▶ _Task instructions_
Recast the records below as a two-column CSV with the columns "prompt" and "points", one row per record. Put each record's text and its full answer in one quoted field apiece, replacing line breaks with spaces.

▶ _Entries shown_

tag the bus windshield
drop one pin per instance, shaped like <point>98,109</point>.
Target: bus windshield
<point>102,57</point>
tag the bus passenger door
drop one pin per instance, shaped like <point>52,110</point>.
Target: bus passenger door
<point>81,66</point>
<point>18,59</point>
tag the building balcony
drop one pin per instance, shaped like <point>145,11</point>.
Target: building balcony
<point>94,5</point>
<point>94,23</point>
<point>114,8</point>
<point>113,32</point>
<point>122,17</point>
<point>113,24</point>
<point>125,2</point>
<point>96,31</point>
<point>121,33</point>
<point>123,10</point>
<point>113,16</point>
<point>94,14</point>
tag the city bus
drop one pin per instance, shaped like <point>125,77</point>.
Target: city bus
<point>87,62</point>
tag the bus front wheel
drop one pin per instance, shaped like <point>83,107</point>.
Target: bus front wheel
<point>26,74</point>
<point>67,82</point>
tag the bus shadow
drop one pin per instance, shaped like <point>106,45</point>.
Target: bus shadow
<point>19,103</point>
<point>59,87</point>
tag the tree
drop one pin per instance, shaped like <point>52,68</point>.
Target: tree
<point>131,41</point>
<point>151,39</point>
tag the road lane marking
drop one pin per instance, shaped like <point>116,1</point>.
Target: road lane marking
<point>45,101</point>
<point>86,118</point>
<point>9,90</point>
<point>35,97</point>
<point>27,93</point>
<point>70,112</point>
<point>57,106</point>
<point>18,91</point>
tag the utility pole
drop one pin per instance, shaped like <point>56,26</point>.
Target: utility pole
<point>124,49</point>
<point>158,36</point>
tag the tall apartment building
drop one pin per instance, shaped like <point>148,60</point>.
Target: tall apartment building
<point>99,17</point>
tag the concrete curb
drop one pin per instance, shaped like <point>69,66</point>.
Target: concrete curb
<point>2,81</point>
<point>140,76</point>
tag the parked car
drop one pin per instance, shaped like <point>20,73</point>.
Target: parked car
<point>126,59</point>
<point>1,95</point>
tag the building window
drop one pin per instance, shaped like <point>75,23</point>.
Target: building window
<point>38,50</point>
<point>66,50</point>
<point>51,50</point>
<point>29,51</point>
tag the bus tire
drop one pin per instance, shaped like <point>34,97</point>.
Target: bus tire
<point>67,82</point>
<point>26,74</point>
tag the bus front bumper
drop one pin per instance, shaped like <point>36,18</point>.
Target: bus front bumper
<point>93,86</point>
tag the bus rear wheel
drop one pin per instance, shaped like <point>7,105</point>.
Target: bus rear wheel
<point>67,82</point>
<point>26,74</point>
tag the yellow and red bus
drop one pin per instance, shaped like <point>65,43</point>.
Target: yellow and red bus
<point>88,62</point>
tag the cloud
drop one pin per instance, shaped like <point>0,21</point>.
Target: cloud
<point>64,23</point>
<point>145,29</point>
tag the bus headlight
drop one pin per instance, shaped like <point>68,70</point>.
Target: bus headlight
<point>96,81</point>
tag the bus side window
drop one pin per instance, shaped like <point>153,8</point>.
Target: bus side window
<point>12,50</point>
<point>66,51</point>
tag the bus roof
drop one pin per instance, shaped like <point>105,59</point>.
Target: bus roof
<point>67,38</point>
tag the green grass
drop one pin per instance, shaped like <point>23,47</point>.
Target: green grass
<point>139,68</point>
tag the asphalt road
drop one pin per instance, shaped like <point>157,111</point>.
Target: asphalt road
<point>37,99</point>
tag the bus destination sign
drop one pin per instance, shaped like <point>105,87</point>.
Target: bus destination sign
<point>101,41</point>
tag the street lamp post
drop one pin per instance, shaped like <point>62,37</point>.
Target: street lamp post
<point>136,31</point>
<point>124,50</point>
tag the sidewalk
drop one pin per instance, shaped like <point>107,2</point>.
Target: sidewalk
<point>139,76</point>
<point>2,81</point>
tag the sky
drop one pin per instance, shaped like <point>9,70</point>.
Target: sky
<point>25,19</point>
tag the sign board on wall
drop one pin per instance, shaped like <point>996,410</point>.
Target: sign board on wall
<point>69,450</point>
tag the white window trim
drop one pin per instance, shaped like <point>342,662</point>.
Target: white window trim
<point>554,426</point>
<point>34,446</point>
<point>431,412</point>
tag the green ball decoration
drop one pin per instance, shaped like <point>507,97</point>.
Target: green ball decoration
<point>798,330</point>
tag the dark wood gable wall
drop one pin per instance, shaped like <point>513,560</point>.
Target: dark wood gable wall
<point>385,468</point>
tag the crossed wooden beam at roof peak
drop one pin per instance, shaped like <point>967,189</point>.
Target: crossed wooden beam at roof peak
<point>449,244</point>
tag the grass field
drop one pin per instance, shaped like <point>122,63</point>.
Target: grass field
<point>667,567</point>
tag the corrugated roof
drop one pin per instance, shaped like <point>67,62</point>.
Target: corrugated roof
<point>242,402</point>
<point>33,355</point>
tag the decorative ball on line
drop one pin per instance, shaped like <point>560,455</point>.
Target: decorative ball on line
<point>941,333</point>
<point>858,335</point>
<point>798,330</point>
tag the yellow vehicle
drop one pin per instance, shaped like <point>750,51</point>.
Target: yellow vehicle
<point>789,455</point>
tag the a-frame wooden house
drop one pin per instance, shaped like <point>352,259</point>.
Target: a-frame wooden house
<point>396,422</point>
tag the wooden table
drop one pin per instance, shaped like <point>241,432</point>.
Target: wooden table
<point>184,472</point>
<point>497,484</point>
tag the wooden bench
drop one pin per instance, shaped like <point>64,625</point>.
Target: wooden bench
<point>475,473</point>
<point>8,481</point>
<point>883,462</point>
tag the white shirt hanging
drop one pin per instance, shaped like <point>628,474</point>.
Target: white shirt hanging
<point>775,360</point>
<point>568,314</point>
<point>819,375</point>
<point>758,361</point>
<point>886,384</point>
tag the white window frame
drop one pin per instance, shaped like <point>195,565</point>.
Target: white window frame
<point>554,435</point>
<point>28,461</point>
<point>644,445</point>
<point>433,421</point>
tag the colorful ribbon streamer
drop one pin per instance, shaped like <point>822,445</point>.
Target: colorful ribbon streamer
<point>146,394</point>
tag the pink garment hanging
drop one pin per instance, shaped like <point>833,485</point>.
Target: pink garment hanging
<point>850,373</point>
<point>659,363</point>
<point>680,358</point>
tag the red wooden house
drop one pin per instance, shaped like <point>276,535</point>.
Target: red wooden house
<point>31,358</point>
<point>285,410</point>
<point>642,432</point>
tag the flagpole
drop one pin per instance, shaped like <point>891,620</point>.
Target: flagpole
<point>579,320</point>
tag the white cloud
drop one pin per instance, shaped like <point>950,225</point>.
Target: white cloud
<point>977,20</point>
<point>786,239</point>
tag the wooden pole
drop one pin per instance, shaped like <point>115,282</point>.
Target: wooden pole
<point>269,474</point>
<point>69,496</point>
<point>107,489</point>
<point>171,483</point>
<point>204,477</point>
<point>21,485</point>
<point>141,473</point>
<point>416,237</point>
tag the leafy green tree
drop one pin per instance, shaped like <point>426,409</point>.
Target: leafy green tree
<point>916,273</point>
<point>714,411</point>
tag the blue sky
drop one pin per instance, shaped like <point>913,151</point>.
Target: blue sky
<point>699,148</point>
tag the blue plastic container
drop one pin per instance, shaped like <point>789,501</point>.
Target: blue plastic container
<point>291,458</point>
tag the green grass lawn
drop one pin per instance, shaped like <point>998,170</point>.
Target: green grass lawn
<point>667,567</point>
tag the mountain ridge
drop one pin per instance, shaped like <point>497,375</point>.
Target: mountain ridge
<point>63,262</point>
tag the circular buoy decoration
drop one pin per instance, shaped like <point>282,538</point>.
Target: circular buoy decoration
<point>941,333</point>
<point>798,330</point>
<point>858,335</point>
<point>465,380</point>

▶ _Correct answer_
prompt,points
"tag the bus windshield drop one pin per instance, shaped like <point>98,109</point>. Target: bus windshield","<point>102,57</point>"
"tag the bus passenger door drop one pin per instance, shaped like <point>52,110</point>. Target: bus passenger door","<point>81,66</point> <point>18,59</point>"
"tag the building balcony drop one pin per instance, shaped like <point>145,11</point>. Target: building balcony","<point>94,5</point> <point>94,23</point> <point>114,8</point> <point>113,32</point> <point>122,17</point> <point>113,24</point> <point>125,2</point> <point>96,31</point> <point>121,33</point> <point>123,10</point> <point>113,16</point> <point>94,14</point>"
"tag the city bus drop one pin per instance, shaped like <point>125,77</point>. Target: city bus","<point>87,62</point>"
"tag the bus front wheel drop one pin per instance, shaped like <point>83,107</point>. Target: bus front wheel","<point>26,74</point> <point>67,82</point>"
"tag the bus shadow drop one pin per instance, shaped like <point>106,45</point>. Target: bus shadow","<point>19,103</point> <point>59,87</point>"
"tag the tree drop one pin per instance, shaped like <point>52,68</point>. Target: tree","<point>131,41</point> <point>151,39</point>"
"tag the road lane marking drop one pin per instance, shaped like <point>116,1</point>. Target: road lane marking","<point>45,101</point> <point>86,118</point> <point>9,90</point> <point>35,97</point> <point>27,93</point> <point>70,112</point> <point>57,106</point> <point>18,91</point>"
"tag the utility pole drop one pin per instance, shaped like <point>56,26</point>. Target: utility pole","<point>124,49</point> <point>158,36</point>"
"tag the tall apartment building drop one pin per instance, shaped like <point>148,60</point>. Target: tall apartment building","<point>99,17</point>"
"tag the concrete curb drop one pin per instance, shaped like <point>69,66</point>. Target: concrete curb","<point>2,81</point> <point>140,76</point>"
"tag the parked car drop one pin per instance, shaped like <point>20,73</point>. Target: parked car","<point>126,59</point> <point>1,95</point>"
"tag the building window drop one pin per instance, shaped like <point>75,23</point>. Target: building window","<point>38,50</point> <point>66,50</point> <point>51,50</point> <point>29,51</point>"
"tag the bus tire drop one pin per instance, shaped like <point>34,97</point>. Target: bus tire","<point>67,82</point> <point>26,74</point>"
"tag the bus front bumper drop one pin per instance, shaped like <point>36,18</point>. Target: bus front bumper","<point>93,86</point>"
"tag the bus rear wheel drop one pin per instance, shaped like <point>7,105</point>. Target: bus rear wheel","<point>67,82</point> <point>26,74</point>"
"tag the yellow and red bus drop one pin per instance, shaped like <point>65,43</point>. Target: yellow and red bus","<point>88,62</point>"
"tag the cloud drop one pin per instance, shaped like <point>0,21</point>. Target: cloud","<point>64,23</point> <point>145,29</point>"
"tag the bus headlight drop one pin per instance, shaped like <point>68,70</point>. Target: bus headlight","<point>96,81</point>"
"tag the bus side window drop one pin per instance, shaped like <point>153,8</point>. Target: bus side window","<point>12,50</point> <point>66,51</point>"
"tag the bus roof drop one pin per instance, shaped like <point>105,59</point>. Target: bus roof","<point>67,38</point>"
"tag the green grass drop one pin per instance, shaped like <point>23,47</point>. Target: green grass","<point>139,68</point>"
"tag the asphalt road drop one pin per instance, shaped like <point>157,111</point>. Target: asphalt road","<point>37,99</point>"
"tag the bus destination sign drop one pin per instance, shaped like <point>105,87</point>. Target: bus destination sign","<point>101,41</point>"
"tag the street lamp post drop one pin per instance, shaped like <point>62,37</point>. Target: street lamp post","<point>136,31</point> <point>124,50</point>"
"tag the sidewalk drop one pin per instance, shaped like <point>107,2</point>. Target: sidewalk","<point>139,76</point> <point>2,81</point>"
"tag the sky drop one pin per instance, shaped like <point>9,70</point>. Target: sky","<point>25,19</point>"
"tag the sign board on wall drop one pin per instance, shaped like <point>996,410</point>. Target: sign board on wall","<point>69,450</point>"
"tag the white window trim drop one pin per instance, shaped like <point>342,662</point>. Target: white window trim","<point>554,426</point> <point>34,446</point> <point>431,412</point>"
"tag the green ball decoration drop one pin per instance, shaped like <point>507,97</point>. Target: green ball decoration","<point>798,330</point>"
"tag the dark wood gable wall drop one pin per instance, shaped like <point>513,560</point>. Target: dark wood gable wall","<point>385,468</point>"
"tag the crossed wooden beam at roof peak drop one pin per instance, shaped like <point>967,189</point>. Target: crossed wooden beam at roof peak","<point>449,244</point>"
"tag the grass field drop one pin per instance, shaped like <point>122,63</point>. Target: grass field","<point>667,567</point>"
"tag the corrugated roof drop one pin per instance, shaped like <point>67,62</point>. Target: corrugated roof","<point>242,402</point> <point>33,355</point>"
"tag the decorative ball on line drop one pin per instance, shaped like <point>560,455</point>. Target: decorative ball on line","<point>941,333</point> <point>858,335</point> <point>798,330</point>"
"tag the yellow vehicle drop one pin per instance, shaped like <point>750,51</point>. Target: yellow vehicle","<point>789,455</point>"
"tag the a-frame wooden house drop one pin per instance, shaped like <point>352,259</point>. Target: a-frame wooden house","<point>396,422</point>"
"tag the wooden table drop one pin per instance, shaped like <point>241,432</point>. Target: wooden table","<point>184,472</point> <point>497,484</point>"
"tag the wooden bench drop one pin per instance, shaped like <point>64,625</point>. Target: wooden bench","<point>475,473</point> <point>8,481</point> <point>883,462</point>"
"tag the white shirt hanging drop one pin per instance, shaped like <point>628,474</point>. Target: white shirt hanging","<point>775,360</point> <point>568,314</point> <point>819,375</point> <point>758,361</point> <point>886,384</point>"
"tag the white window frame drop one pin per instance, shaped like <point>195,565</point>. Target: white window frame","<point>554,435</point> <point>28,461</point> <point>644,445</point> <point>433,421</point>"
"tag the colorful ribbon streamer drop one pin per instance, shaped like <point>822,445</point>. Target: colorful ribbon streamer","<point>146,394</point>"
"tag the pink garment hanging drop one pin per instance, shaped like <point>833,485</point>. Target: pink garment hanging","<point>850,373</point> <point>659,363</point> <point>680,358</point>"
"tag the red wooden house drop one pin per instance, shaped like <point>276,535</point>. Target: red wooden house","<point>31,358</point> <point>285,410</point> <point>642,432</point>"
"tag the flagpole drop one pin per instance, shaped like <point>891,620</point>. Target: flagpole","<point>579,320</point>"
"tag the white cloud drop one pin per instance, shaped like <point>950,225</point>. Target: white cloud","<point>977,20</point> <point>786,239</point>"
"tag the wooden pole drop one pin per instance, shaped like <point>115,282</point>. Target: wooden pole","<point>269,474</point> <point>69,496</point> <point>107,489</point> <point>171,483</point> <point>204,477</point> <point>21,485</point> <point>141,473</point> <point>416,237</point>"
"tag the leafy green tree drop one pin per instance, shaped like <point>426,409</point>. Target: leafy green tree","<point>916,273</point> <point>714,411</point>"
"tag the blue sky drop one pin per instance, shaped like <point>913,151</point>. Target: blue sky","<point>699,148</point>"
"tag the blue plastic container drop one pin per instance, shaped like <point>789,501</point>. Target: blue plastic container","<point>291,458</point>"
"tag the green grass lawn drop one pin per instance, shaped like <point>998,170</point>. Target: green grass lawn","<point>667,567</point>"
"tag the mountain ridge drop one pin per instance, shaped like <point>497,375</point>. Target: mountain ridge","<point>63,262</point>"
"tag the circular buoy decoration drop one pin per instance, shaped like <point>282,538</point>. Target: circular buoy decoration","<point>941,333</point> <point>798,330</point> <point>858,335</point> <point>465,380</point>"